**How to complete this task**: Transcribe, verbatim, every line from the start of the entries through the line that contains "target | white plate"; include both boundary lines and omit all others.

(Point-per-instance localization data)
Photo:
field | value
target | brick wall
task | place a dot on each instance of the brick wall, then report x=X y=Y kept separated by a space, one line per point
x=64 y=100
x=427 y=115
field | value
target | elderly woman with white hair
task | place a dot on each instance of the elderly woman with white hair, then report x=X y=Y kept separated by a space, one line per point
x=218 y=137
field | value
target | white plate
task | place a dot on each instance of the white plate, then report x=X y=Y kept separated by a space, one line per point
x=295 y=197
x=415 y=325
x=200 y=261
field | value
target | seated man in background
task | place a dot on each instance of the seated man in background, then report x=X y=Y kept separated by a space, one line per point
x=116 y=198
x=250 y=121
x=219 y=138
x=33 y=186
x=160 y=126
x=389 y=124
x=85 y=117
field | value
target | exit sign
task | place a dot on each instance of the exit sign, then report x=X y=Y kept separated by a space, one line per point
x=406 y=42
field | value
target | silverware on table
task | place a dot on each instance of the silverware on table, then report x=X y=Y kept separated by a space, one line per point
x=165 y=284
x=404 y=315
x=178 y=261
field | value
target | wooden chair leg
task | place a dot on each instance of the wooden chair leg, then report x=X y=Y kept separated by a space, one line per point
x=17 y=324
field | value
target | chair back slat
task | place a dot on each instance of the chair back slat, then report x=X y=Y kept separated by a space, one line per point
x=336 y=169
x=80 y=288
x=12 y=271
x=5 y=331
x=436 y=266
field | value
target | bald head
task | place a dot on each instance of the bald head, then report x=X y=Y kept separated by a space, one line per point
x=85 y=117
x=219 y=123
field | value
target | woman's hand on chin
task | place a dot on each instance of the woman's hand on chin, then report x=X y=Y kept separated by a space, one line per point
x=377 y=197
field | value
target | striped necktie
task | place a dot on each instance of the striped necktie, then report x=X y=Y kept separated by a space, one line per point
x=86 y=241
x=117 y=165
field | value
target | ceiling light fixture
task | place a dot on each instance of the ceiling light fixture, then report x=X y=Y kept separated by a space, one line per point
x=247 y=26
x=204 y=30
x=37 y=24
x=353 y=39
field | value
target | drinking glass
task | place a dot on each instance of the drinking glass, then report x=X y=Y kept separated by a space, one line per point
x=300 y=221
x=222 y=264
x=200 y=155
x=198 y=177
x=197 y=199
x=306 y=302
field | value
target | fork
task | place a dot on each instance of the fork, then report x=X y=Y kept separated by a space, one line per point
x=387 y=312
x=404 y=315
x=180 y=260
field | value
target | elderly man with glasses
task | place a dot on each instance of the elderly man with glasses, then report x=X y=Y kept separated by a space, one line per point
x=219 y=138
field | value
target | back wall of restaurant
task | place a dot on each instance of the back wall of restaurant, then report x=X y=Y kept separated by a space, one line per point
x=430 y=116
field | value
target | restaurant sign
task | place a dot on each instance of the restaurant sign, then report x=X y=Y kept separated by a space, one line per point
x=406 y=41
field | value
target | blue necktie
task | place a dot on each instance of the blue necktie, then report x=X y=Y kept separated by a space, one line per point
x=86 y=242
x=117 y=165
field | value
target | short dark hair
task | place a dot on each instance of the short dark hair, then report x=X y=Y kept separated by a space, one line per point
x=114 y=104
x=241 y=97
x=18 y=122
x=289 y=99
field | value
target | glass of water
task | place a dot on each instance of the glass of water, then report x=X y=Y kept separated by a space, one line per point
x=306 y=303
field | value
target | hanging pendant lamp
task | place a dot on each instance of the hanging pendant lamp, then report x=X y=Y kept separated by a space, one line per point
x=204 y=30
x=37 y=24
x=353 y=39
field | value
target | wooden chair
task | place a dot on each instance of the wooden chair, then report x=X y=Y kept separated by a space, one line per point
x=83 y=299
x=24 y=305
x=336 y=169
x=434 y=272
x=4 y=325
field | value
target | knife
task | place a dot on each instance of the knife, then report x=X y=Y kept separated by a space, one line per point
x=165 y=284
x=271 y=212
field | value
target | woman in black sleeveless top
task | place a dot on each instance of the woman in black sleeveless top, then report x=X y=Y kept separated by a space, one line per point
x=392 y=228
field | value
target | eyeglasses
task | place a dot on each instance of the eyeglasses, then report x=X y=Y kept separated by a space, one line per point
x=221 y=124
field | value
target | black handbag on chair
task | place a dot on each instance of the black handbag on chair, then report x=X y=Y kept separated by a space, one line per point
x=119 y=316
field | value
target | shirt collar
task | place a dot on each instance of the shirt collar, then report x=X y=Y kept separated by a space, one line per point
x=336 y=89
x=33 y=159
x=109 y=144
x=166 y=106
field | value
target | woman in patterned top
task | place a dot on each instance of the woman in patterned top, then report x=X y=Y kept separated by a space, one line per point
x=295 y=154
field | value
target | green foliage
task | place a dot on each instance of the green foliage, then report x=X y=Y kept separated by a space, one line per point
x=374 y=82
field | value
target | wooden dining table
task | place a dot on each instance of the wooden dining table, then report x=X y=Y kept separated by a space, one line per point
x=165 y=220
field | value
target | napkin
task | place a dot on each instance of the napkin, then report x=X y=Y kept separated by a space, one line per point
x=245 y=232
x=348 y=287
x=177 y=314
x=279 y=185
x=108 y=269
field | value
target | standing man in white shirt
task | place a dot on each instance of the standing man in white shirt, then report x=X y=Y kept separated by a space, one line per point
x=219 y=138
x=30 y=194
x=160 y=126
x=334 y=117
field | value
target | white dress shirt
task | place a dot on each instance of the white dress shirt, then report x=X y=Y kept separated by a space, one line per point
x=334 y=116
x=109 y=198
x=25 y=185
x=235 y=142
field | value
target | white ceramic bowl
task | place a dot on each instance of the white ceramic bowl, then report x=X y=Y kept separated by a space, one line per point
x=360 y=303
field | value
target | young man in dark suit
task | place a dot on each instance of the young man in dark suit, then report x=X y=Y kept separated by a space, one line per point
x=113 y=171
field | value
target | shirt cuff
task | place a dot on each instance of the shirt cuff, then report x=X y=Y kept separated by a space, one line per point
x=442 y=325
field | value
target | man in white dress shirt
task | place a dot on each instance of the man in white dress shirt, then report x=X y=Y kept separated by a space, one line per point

**Output for this exercise**:
Photo:
field | value
target | brick wall
task | place a dot on each instance of the brick wall, then report x=X y=Y kept separated by a space, one line per point
x=64 y=100
x=427 y=115
field | value
target | elderly woman with white hair
task | place a dot on each instance of the elderly woman with white hair, then report x=X y=Y kept separated by a space, one line per point
x=218 y=137
field | value
target | white plate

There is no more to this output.